§ Consigne
Recopiez s'il vous plaît l'extrait de « 2 La censure, elle, interdit » jusqu'à « forme de pression. » inclus, en renommant « censure » en « répression ».

Encore une chance que dans ces procès-là, il n’y ait plus au bout le bûcher. Et il est d’autres erreurs judiciaires qui portent davantage à conséquence, d’autres comportements hasardeux de juge d’instruction qui ont abouti à mort d’homme. Dans l’affaire de Bordeaux, c’est de loufoquerie qu’il s’agit, quand une commission rogatoire est mise en marche pour retrouver, outre-Atlantique, Robert Mapplethorpe, mort il y a vingt ans ; pour aller interroger Elke Krystufek à Vienne sur une œuvre (in situ) qui n’existe plus. Il a donc fallu la cour d’appel pour arrêter les aventureux agissements d’un juge d’instruction qui ont coûté très cher aux contribuables français.
2 La censure, elle, interdit ; un pouvoir, quel qu’il soit, politique, religieux (le pire, quand ils vont ensemble), économique, suivant son bon vouloir, on appelle cela aussi principes, règles, normes, limite la liberté d’expression, et en amont la liberté de création. Et il peut s’y prendre de façon brutale, de façon plus ou moins douce, indirecte, sous forme de pression.

§ Matériel d'étude
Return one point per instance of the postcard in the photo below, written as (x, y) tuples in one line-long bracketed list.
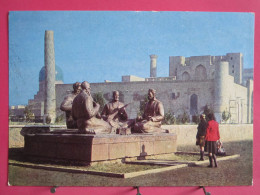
[(125, 98)]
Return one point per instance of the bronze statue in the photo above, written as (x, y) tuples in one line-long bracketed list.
[(66, 106), (85, 109), (150, 122), (114, 112)]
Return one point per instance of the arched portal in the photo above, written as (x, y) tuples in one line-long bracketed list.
[(194, 104)]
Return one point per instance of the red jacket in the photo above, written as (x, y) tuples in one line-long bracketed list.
[(212, 133)]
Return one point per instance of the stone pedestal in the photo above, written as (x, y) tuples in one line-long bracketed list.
[(95, 148)]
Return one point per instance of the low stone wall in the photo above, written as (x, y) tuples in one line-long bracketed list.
[(186, 134)]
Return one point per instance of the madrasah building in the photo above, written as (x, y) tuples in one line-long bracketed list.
[(220, 82)]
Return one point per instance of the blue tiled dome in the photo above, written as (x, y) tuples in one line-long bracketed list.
[(59, 74)]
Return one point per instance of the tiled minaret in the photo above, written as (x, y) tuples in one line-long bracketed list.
[(49, 61)]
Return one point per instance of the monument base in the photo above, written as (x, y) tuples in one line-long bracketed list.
[(64, 145)]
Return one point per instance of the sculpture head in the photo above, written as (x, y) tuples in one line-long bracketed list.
[(115, 96), (202, 117), (76, 88), (211, 116), (151, 94), (85, 86)]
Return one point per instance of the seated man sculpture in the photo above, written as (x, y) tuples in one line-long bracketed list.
[(114, 112), (84, 111), (66, 106), (150, 122)]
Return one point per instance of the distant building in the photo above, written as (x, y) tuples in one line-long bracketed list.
[(219, 82)]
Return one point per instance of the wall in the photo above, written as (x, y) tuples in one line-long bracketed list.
[(186, 134), (135, 92)]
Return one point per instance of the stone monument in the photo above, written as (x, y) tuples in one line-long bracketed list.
[(49, 61)]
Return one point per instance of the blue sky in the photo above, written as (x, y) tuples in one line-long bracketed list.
[(98, 46)]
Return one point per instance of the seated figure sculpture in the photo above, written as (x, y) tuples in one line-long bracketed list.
[(66, 106), (150, 122), (85, 110), (114, 112)]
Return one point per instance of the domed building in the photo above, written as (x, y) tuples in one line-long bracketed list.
[(37, 104)]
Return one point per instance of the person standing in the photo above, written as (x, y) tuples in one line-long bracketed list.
[(202, 127), (212, 136), (152, 118)]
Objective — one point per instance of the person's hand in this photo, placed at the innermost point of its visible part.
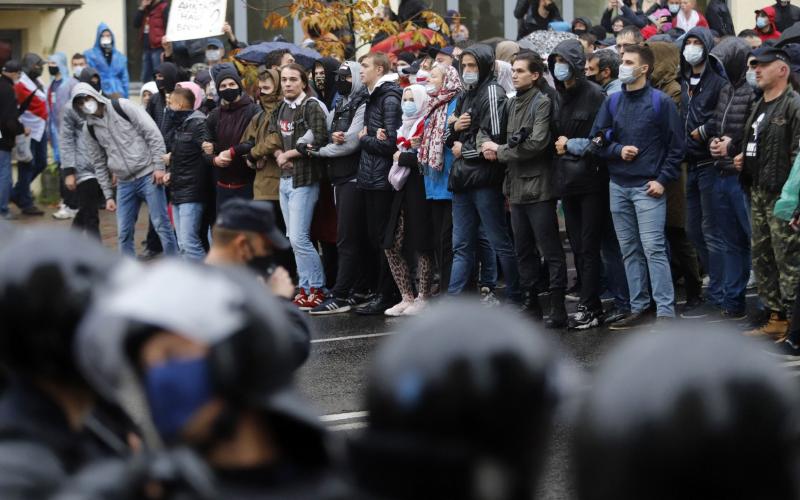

§ Votre réponse
2 La répression, elle, interdit ; un pouvoir, quel qu’il soit, politique, religieux (le pire, quand ils vont ensemble), économique, suivant son bon vouloir, on appelle cela aussi principes, règles, normes, limite la liberté d’expression, et en amont la liberté de création. Et il peut s’y prendre de façon brutale, de façon plus ou moins douce, indirecte, sous forme de pression.